Work task
Transcribe every line below exactly; no image goes into the output.

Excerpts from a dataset
════
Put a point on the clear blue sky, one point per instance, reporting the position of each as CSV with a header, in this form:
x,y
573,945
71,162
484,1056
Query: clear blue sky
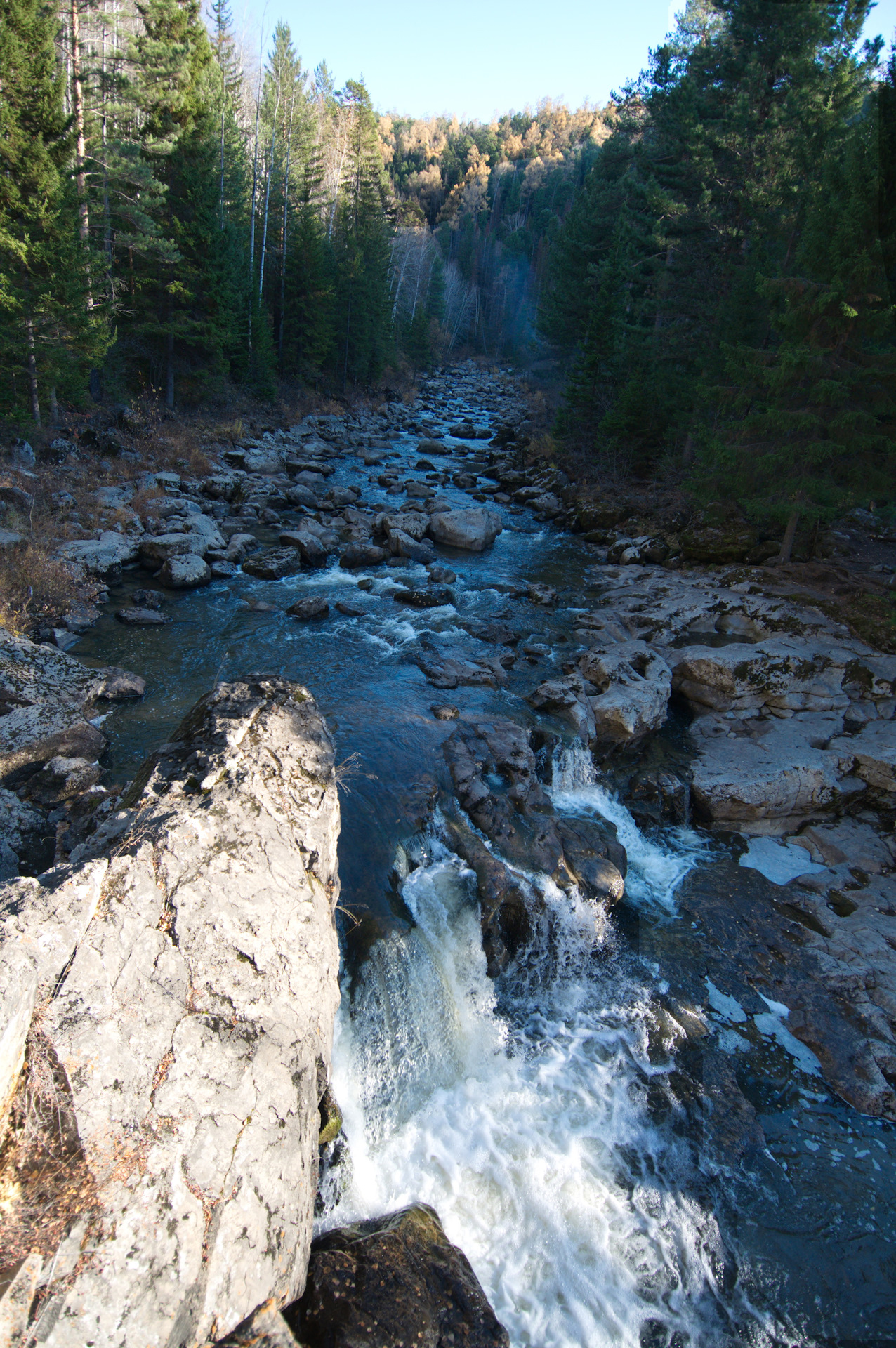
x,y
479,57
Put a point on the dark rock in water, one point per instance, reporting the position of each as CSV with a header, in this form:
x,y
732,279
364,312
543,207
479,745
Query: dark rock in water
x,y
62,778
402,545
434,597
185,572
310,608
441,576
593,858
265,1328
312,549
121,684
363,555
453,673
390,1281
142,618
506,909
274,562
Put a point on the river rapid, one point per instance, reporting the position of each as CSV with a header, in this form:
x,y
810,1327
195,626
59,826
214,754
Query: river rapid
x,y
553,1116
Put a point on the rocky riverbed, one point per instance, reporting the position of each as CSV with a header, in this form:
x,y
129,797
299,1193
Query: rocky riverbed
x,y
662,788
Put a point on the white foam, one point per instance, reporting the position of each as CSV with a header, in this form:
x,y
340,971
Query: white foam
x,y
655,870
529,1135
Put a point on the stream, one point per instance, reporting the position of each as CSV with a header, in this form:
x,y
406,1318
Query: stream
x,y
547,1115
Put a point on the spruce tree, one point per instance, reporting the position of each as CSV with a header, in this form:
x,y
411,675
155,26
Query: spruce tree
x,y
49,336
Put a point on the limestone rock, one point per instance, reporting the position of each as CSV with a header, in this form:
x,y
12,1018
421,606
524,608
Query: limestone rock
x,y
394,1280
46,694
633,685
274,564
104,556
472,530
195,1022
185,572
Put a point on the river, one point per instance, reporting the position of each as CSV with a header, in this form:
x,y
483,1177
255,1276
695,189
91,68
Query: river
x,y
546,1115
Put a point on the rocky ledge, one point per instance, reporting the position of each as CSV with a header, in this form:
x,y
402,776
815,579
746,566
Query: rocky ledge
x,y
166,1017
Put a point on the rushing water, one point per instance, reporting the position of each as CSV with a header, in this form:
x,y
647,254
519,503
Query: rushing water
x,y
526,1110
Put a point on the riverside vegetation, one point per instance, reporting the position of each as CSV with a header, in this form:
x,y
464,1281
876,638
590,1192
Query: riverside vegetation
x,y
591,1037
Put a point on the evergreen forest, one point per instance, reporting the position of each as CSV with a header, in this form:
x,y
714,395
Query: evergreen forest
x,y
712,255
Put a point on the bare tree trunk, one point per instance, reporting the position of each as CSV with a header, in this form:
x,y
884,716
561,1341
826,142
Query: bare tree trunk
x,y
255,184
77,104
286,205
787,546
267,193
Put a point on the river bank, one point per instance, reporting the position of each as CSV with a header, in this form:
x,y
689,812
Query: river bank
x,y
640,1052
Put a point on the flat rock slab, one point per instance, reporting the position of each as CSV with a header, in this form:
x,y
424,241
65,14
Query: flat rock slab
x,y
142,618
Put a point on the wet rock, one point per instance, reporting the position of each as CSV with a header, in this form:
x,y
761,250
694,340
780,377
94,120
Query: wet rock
════
Exercise solution
Put a point on the clear blue sky, one point per instance, reporting the position of each as CSV with a header, in this form:
x,y
573,945
71,162
484,1056
Query: clear blue sky
x,y
479,57
Put a point on the dark rock in water, one point per instance, reporting the position of each as CSV with a header, in this form:
x,y
732,279
364,312
543,207
479,745
Query: dark rock in water
x,y
62,778
402,545
434,597
185,572
310,608
441,576
593,858
265,1328
312,549
121,684
363,555
453,673
390,1281
142,618
506,909
274,562
Put a point on the river rapid, one point per instance, reporting the position of each as CSV with a header, in this form:
x,y
810,1327
195,626
59,826
214,754
Query: river rapid
x,y
553,1116
Put a point on the rocky riverbed, one point per instance, reporting the position of each as CSV with a header, in this form:
x,y
129,797
299,1193
Query: rocky riverbed
x,y
662,788
Put a point on the white foam, one point per instance, reporting the position of each as CSV with a header, in this form:
x,y
340,971
Query: white foam
x,y
655,870
529,1135
Put a point on the stream, one point per instance, reporting the position of each as CSV with a header, in this form:
x,y
406,1318
Query: stream
x,y
547,1115
Put a point on the spruce tree, one point per instance, reporting the position of each as CSV with a header, in this form:
x,y
411,675
155,26
Query: spruce tree
x,y
49,336
Put a point on the limestone rock, one point per instance, reporting the position of each as CSV with a header, in this form:
x,y
12,1018
421,606
524,608
Query: limestone rock
x,y
394,1280
46,694
633,685
274,564
104,556
472,530
195,1022
185,572
Put a point on the river, one point per instance, reporting the position of each as CSV with a header, in this form:
x,y
483,1177
255,1276
695,189
91,68
Query: river
x,y
546,1115
Put a point on the rocky ledge, one point per instance, reporting the position of each as CSV with a header, in this form:
x,y
402,776
815,579
746,566
Query: rocky ledge
x,y
166,1017
Put a point on the rushing water, one point per instance, reporting the position of each as CSV with a header, in this form:
x,y
647,254
519,503
Query: rushing water
x,y
526,1110
Put a point on the riverside vegetation, one point per instance, reporting the position of each as CSV with a header, in this form:
x,y
464,1281
876,638
590,1192
Query: riverside vegetation
x,y
591,1037
Put a point on the evergreen forest, one point per instance, reporting the position of each as CSV with a header, in this form:
x,y
714,395
Query: evergreen forest
x,y
712,255
Put a point on the bare tree trunk, one point per instance, reporting the position of each as CSV with a header, in this form:
x,y
884,716
561,1341
826,142
Query: bare tree trunk
x,y
255,184
77,104
286,205
787,546
267,193
Put a point on the river bank, one point per instance, reporting the position of each as CSV with a header, in this form:
x,y
689,812
Query: river bank
x,y
640,1052
Put a point on the flat rock slab, one point per instance, reporting the position of each as CSV with a header, in this form:
x,y
424,241
65,14
Query: flat rock slab
x,y
142,618
Put a point on the wet rock, one point per instance, reporting the position of each as CSV with a header, in this form:
x,y
761,250
694,340
780,377
94,120
Query: wet rock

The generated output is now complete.